CONSIGNES DE TRAVAIL:
Recopiez mot pour mot le passage du texte sur le départ de la librairie compris entre « Restera un regret » et « comme un autre. », ces deux extrémités incluses.

SECTION DE TEXTE:
* * * * * * *
Il y a une cohérence à tenter mon premier triathlon à proximité. Mais celle-ci comporte une part de "volontaire" de "fait exprès". 

Je suis un peu triste de quitter L. et sa petite famille. J'espère que nous trouverons le temps de nous revoir. 

Un peu bizarrement mon dernier moment de librairie sera un fou-rire mal contenu (j'ai dû filer aux toilettes avant qu'il n'explose) devant un homme qui n'est pas quelqu'un que l'on connait, n'achète pas de livres (il n'est donc pas même un client) et qui s'était lancé à nous narrer par le menu son manuscrit, lequel n'était pas sans me rappeler The Walking Deads raconté par un récent et sympathique stagiaire que les péripéties passionnait. Mais il avait 15 ans et le monsieur 60. Et qui bien sûr mettait au premier plan des femmes avec leurs névroses - ah les névroses féminines vues par les hommes, ce méta-poème infini -. Ma remplaçante m'a trouvée bien cruelle envers lui, et c'est là que l'on voit que l'expérience joue.
Restera un regret de n'avoir pas terminé sur du conseil, du bon, du vrai.

Ensuite j'étais en vacances pour une soirée jusqu'au lendemain 10h. Les hasards du calendrier, comme disent les commentateurs, faisaient que j'allais les passer au théâtre. Un voyage comme un autre.
* * * * * * *
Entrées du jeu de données
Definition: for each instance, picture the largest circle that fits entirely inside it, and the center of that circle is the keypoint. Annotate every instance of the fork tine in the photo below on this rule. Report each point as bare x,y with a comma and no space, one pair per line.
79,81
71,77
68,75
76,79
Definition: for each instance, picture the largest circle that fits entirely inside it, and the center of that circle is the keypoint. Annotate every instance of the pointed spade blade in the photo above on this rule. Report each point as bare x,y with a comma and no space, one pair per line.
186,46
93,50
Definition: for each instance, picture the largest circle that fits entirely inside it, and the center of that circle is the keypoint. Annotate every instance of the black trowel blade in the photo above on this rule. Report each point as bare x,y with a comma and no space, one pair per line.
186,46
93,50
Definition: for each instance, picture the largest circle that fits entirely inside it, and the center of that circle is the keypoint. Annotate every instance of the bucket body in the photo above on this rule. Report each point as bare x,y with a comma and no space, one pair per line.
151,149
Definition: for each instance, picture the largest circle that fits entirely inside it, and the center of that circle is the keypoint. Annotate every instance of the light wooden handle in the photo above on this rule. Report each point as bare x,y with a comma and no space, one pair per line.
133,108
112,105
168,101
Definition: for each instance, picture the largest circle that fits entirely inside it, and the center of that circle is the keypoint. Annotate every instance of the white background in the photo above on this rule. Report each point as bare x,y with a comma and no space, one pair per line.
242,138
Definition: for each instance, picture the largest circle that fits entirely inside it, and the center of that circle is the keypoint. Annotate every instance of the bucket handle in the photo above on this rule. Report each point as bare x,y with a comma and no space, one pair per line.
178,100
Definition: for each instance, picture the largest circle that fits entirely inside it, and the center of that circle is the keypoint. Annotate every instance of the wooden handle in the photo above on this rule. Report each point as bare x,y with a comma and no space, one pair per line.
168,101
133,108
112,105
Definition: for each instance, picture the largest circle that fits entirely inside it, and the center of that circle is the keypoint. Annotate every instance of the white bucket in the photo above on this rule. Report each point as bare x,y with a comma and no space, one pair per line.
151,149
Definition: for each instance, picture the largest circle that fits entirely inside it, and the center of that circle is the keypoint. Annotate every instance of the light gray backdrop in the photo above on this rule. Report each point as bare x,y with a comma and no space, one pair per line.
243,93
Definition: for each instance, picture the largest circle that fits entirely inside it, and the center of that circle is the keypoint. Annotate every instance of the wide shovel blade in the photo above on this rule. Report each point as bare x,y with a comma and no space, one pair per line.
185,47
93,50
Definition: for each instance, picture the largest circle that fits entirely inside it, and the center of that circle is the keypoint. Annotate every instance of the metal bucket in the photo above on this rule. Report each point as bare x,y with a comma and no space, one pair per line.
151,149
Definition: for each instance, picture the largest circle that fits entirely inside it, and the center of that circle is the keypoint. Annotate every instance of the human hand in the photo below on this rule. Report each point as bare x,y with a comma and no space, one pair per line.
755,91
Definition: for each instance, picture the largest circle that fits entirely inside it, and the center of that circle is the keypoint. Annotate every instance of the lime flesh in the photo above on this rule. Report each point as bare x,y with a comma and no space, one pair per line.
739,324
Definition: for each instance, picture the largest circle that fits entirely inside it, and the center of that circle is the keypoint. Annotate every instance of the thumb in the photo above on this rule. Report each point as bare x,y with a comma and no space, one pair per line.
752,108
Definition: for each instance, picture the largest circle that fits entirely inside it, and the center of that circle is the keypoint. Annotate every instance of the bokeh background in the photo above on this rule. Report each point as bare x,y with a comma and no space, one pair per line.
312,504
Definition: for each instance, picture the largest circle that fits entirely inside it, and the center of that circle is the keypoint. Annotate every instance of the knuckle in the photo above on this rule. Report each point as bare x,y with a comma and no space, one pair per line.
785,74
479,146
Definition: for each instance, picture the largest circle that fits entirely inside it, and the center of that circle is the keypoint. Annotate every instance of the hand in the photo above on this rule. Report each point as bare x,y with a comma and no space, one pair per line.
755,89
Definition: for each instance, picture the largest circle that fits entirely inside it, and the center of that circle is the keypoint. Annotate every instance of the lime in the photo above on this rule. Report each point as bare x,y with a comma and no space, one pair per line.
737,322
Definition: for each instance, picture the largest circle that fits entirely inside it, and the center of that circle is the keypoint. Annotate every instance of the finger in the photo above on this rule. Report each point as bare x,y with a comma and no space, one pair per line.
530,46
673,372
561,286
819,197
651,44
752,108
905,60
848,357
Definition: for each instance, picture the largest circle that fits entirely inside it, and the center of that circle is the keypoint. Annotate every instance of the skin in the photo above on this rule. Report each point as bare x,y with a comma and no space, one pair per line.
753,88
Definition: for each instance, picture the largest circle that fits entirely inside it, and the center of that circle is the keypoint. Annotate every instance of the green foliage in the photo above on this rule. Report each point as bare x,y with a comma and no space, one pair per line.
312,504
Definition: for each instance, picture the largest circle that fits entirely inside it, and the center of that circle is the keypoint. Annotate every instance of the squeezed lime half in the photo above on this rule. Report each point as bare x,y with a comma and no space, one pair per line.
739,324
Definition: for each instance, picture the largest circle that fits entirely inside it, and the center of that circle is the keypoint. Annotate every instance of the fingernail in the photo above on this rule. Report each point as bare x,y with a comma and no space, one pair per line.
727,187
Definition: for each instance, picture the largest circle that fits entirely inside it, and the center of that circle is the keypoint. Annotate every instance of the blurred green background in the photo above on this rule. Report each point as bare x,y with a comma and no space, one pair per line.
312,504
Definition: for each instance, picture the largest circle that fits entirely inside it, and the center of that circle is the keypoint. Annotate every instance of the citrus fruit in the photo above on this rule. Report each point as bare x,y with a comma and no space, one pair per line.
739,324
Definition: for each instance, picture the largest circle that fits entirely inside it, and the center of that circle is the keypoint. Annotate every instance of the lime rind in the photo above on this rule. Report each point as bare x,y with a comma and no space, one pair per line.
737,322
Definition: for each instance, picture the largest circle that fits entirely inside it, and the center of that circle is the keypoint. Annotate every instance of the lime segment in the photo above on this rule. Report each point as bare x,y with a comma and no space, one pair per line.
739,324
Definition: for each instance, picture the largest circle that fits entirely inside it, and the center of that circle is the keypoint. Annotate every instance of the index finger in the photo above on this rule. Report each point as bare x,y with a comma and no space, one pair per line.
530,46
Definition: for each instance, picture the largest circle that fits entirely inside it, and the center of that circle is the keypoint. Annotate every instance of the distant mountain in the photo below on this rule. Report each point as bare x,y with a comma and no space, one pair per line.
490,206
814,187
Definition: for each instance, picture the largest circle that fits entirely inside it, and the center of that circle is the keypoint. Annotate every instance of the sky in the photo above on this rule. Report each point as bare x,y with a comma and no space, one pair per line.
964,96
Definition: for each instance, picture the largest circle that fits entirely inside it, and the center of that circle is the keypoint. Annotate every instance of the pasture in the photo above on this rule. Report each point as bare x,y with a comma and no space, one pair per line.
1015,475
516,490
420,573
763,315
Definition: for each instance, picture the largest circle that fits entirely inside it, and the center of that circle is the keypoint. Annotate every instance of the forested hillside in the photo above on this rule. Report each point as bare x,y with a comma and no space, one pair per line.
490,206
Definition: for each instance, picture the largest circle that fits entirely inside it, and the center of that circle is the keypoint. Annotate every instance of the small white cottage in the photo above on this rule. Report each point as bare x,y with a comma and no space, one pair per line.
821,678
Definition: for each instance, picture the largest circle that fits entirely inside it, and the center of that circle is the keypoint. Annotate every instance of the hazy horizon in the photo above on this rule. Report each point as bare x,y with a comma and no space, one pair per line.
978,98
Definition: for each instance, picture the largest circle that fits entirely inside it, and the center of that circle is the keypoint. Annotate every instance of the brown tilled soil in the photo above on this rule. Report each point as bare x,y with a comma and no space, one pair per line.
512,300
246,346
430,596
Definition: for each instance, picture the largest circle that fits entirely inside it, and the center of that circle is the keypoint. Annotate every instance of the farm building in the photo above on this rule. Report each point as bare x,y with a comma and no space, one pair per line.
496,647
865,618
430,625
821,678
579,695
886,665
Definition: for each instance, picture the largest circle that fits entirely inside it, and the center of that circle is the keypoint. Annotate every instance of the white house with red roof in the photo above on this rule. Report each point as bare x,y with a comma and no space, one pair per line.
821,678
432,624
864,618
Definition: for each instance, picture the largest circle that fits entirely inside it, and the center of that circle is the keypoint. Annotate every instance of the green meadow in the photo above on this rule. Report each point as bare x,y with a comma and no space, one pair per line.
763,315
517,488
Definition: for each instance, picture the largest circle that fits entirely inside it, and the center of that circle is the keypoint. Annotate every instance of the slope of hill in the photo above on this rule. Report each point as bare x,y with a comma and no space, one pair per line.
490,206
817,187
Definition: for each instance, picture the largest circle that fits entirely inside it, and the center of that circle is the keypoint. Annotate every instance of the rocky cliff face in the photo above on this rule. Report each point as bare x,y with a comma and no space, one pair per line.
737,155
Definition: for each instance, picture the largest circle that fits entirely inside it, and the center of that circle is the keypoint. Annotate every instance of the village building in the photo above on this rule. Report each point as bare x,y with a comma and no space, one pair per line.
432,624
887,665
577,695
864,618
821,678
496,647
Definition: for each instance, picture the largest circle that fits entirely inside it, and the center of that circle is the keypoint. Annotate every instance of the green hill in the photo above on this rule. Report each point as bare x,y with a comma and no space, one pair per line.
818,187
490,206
* * * * * * *
ZONE DE RÉPONSE:
Restera un regret de n'avoir pas terminé sur du conseil, du bon, du vrai.

Ensuite j'étais en vacances pour une soirée jusqu'au lendemain 10h. Les hasards du calendrier, comme disent les commentateurs, faisaient que j'allais les passer au théâtre. Un voyage comme un autre.